● **Do this**
Output the rows below as a CSV with the two columns "text" and "answer", one CSV line per row. Put each value in a single quoted field, replace line breaks with spaces, and leave out the pictures.

● **Exercise materials**
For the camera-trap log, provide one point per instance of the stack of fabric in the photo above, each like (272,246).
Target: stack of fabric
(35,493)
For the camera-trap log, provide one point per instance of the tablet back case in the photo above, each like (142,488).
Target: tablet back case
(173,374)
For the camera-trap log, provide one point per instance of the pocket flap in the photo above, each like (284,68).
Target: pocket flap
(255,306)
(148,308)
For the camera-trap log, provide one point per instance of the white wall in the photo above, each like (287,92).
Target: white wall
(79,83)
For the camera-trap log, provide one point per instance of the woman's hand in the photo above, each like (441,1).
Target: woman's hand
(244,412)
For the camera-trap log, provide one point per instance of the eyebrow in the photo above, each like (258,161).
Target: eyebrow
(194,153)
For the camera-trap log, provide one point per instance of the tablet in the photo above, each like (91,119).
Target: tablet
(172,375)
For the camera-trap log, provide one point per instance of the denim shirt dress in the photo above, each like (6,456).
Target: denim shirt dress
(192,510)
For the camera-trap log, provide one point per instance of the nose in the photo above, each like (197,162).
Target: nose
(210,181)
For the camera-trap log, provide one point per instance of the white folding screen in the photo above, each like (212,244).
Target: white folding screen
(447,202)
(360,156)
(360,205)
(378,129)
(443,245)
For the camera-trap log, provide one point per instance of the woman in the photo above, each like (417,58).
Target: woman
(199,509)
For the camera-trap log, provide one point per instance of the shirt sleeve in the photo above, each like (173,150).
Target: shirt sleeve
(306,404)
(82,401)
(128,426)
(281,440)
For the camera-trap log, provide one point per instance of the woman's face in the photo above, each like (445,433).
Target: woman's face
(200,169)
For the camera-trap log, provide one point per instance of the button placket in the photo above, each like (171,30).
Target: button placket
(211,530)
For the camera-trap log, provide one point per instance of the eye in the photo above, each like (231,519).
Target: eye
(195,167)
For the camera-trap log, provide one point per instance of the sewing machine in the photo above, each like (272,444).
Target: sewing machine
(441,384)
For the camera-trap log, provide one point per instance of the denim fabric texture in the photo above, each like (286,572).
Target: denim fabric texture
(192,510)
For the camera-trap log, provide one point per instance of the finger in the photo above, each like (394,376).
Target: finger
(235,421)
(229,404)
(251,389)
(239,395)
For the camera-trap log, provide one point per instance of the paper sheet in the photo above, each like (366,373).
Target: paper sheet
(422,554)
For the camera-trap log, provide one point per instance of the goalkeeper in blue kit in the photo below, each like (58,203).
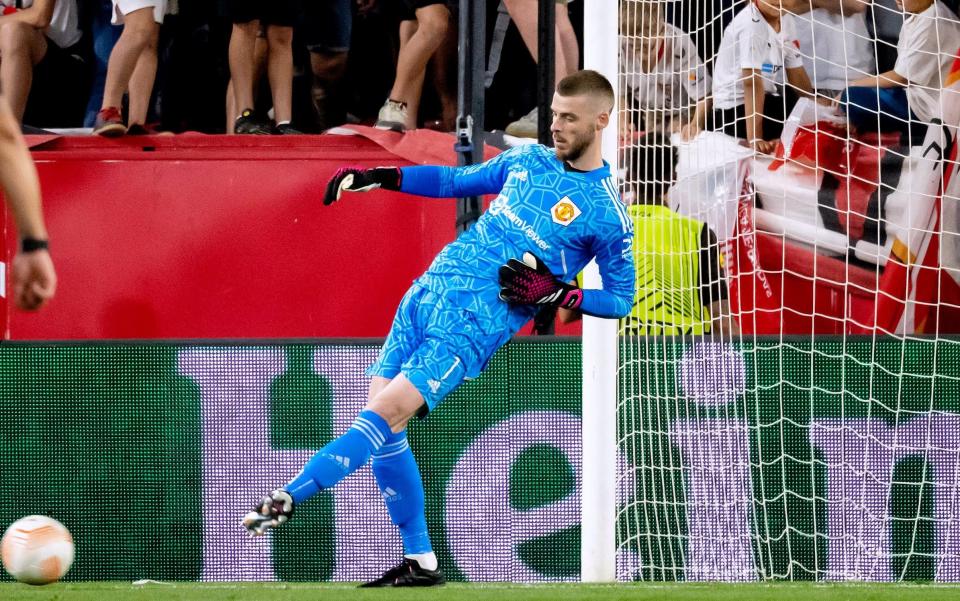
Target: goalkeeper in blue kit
(556,210)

● **Solution to this problem**
text,answer
"For the camera-trap log, provide one point per instance of the stack of fabric in the photo above, each like (272,246). Target: stack of fabric","(35,493)"
"For the camera-trap log, provide one point per instance of the tablet back case in the photo above, each like (142,488). Target: tablet back case","(173,374)"
"For the camera-trap log, provide one point per instance of the pocket flap in the photo above, each like (284,68). Target: pocket flap","(255,306) (148,308)"
"For the camera-trap log, provide one point per instance of the white wall in the photo above, each like (287,92). Target: white wall","(79,83)"
"For the camera-trap log, provide one point per instance of the woman's hand in the photo above, each like (441,1). Target: woman's hand","(244,412)"
"For the camera-trap log, provide one point per instance of the eyebrow in the photo above, each like (258,161). Target: eyebrow","(194,153)"
"For the camera-trap log, provide one point per instance of the tablet in the photo above, each like (91,119). Target: tablet","(172,375)"
"For the camera-trap log, provide one point per instance of the denim shirt dress in the photo above, each like (6,456). Target: denim shirt dress","(192,510)"
"For the camera-trap log, provide one point per instance of the nose in the photo above, each like (197,162). Target: nose","(210,181)"
"For the camera-trap log, provide one point per instance of the white folding screen in the photo above, each like (212,244). Target: white folding screen","(447,202) (360,156) (360,205) (378,129) (443,245)"
"For the camera-trap log, provide one point per instance of the woman in the photo above, each like (417,58). Target: woman","(199,509)"
"For the camera-trap log, provide one point per instance of the shirt sleeve in the photo above, each like (173,150). Target: shirt sleeve","(306,404) (82,401) (128,426) (281,440)"
"For the camera-trap log, provide one point per instance of the woman's face in the photo above, each like (445,433). Target: woman's face","(200,169)"
"For the camera-trap log, provide one point per instance of the button placket in the photo above, each like (171,30). Target: button placket","(211,530)"
"For the camera-trap log, provide one point per instance of the eye in the photo above, each like (231,519). Target: eye","(195,167)"
"For the camera-trap log, provide one point per instance of the sewing machine in the photo above, each like (272,444). Target: sewing machine","(441,384)"
"For the camera-trap log, provide one point per instance of the denim fabric texture in the photo above, each like (286,572). Target: denim fabric texture","(192,510)"
"For the camera-trap log, provide one point per instance of the finger in the photo above, each like (394,376). Target: finger","(235,421) (229,404) (251,389) (239,395)"
"For the camera-trap log, provide one point per instance of the paper sheet in the photo above, each like (366,373). Target: paper sheet","(422,554)"
"For the camera-trap log, provide one point per instance of the goalkeeper in blue kit in the photo below, each like (58,203). Target: goalkeeper in blue kit","(556,210)"